=== Recorded information ===
____
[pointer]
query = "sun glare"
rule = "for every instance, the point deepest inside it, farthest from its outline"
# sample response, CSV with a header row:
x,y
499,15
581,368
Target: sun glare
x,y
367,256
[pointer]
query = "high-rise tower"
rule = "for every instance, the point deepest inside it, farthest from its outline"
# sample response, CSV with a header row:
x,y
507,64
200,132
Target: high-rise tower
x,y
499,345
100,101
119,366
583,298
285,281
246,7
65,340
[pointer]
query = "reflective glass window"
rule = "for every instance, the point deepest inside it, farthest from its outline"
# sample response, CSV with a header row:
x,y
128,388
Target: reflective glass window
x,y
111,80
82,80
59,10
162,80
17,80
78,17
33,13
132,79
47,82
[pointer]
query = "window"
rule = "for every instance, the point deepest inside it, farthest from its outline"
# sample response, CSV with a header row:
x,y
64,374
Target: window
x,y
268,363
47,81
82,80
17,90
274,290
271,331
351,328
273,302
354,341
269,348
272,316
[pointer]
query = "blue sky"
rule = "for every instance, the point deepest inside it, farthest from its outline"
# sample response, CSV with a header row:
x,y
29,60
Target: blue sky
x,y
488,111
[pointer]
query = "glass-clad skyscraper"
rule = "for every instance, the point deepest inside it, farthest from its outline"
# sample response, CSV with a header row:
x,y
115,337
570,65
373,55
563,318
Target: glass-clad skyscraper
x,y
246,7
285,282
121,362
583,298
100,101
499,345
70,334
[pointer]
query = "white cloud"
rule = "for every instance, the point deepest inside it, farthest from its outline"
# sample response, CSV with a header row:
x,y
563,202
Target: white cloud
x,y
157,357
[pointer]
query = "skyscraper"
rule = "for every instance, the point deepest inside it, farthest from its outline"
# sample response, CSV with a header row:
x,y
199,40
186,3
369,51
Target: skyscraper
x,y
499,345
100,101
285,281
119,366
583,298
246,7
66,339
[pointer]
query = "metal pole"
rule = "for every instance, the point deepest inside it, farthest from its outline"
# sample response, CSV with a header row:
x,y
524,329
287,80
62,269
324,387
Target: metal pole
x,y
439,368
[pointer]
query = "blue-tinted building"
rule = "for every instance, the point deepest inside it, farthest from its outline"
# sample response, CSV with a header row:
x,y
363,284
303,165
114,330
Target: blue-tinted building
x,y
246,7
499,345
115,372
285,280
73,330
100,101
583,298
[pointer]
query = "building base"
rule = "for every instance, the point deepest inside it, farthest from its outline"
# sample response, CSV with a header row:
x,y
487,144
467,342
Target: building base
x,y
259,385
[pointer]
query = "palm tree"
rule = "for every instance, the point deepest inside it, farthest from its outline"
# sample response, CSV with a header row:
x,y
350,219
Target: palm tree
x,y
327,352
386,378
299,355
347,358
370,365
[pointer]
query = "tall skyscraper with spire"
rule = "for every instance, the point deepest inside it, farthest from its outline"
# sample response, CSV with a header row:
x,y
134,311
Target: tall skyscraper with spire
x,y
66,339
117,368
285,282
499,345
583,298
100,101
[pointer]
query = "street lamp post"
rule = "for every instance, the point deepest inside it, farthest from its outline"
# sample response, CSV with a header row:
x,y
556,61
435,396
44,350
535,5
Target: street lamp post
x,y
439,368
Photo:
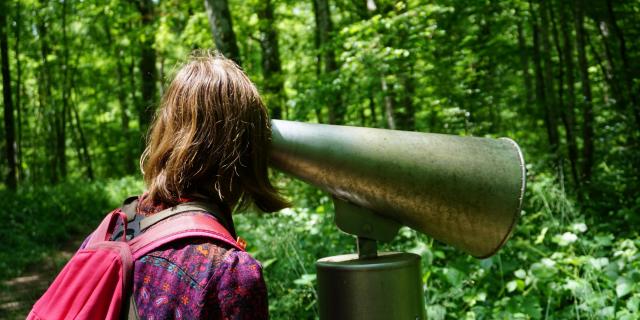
____
Pictures are to be excluded; everything else in the records must be reproduced exactly.

[pointer]
query = "sun glare"
rule = "for every instance, the point deepest inside it, farthest from its outline"
# sample response, CSV with a header row:
x,y
499,15
581,368
Target: sun glare
x,y
367,256
[pointer]
query = "high-rise tower"
rule = "for every instance, the point deepest inside it, farthest from its outline"
# sample response, CSV with a header row:
x,y
507,64
200,132
Target: high-rise tower
x,y
499,345
100,101
119,366
583,298
285,281
246,7
65,340
[pointer]
query = "reflective glass window"
rule = "for every instance, the point deepest inside it, farthest from its outline"
# sample response, CSV with a header row:
x,y
128,388
Target: reflective glass window
x,y
111,80
82,80
59,10
162,80
17,80
78,17
33,13
132,79
47,82
[pointer]
query = "window"
rule = "for every instance, the point deepest inside it, farthest from its outline"
# sample response, CSV with a header row:
x,y
64,374
Target: window
x,y
268,363
47,81
82,80
17,90
274,290
271,331
351,328
273,302
354,341
269,348
272,316
[pointer]
query = "blue sky"
rule = "for every instance, the point deepest inside it, farthest from its outline"
# sample response, CSV with a header row:
x,y
29,60
Target: blue sky
x,y
488,111
[pointer]
query = "glass-clad skyscraper"
rule = "for every instance, the point deepest inside it, farthest from its outline"
# sample response, CSV with a header row:
x,y
115,337
570,65
373,55
563,318
Target: glass-clad skyscraper
x,y
246,7
285,282
121,362
583,298
100,101
499,345
70,334
[pointer]
query = "white cloud"
rule = "for every instance, the point deepest inside it, farthest from its outline"
# sample response, CSV with a header row:
x,y
563,202
Target: white cloud
x,y
157,357
[pointer]
query = "skyscraper"
rule = "for every instance, the point deepest inside it, farthest from its outline"
# sample response, CSV with a header row:
x,y
199,40
186,3
369,51
Target: skyscraper
x,y
499,345
100,101
285,281
119,366
583,298
246,7
66,339
[pointer]
query = "metal pole"
rule = "for every instance, the point deepest inside it, farthest from its outline"
# sample response, CSV with a header row:
x,y
524,329
287,80
62,269
324,387
Target: metal pole
x,y
439,368
[pointer]
query = "blue-tinted building"
rule = "for every instance, the point deepest inside it, farthest from its outline"
# sample response, CSV with a header row:
x,y
363,284
303,165
114,330
Target: blue-tinted building
x,y
246,7
499,345
115,372
285,280
73,330
100,101
583,298
[pointer]
query = "building base"
rule = "for every instance, the point deepest inside it, farthest from its outline"
# sample response, CSV with a header row:
x,y
487,144
467,342
Target: building base
x,y
259,385
[pointer]
query = "palm tree"
rule = "for every instance, the point deepest inside it, farthest from its outline"
# sample response, CSV with a header row:
x,y
350,219
Target: palm tree
x,y
327,352
386,378
299,355
347,358
370,365
[pointer]
query = "tall skyscraper with spire"
rule = "for every instance, the point deepest inside it, farthest from its outline"
# sample response, CSV with a header row:
x,y
134,311
Target: tall skyscraper with spire
x,y
66,339
117,368
285,282
499,345
583,298
100,101
[pointer]
query = "street lamp post"
rule = "for every instance, the point deepest inside it, farthest from its outline"
# sample response, CSV with a header row:
x,y
556,61
435,396
44,350
535,5
Target: street lamp post
x,y
439,368
Photo:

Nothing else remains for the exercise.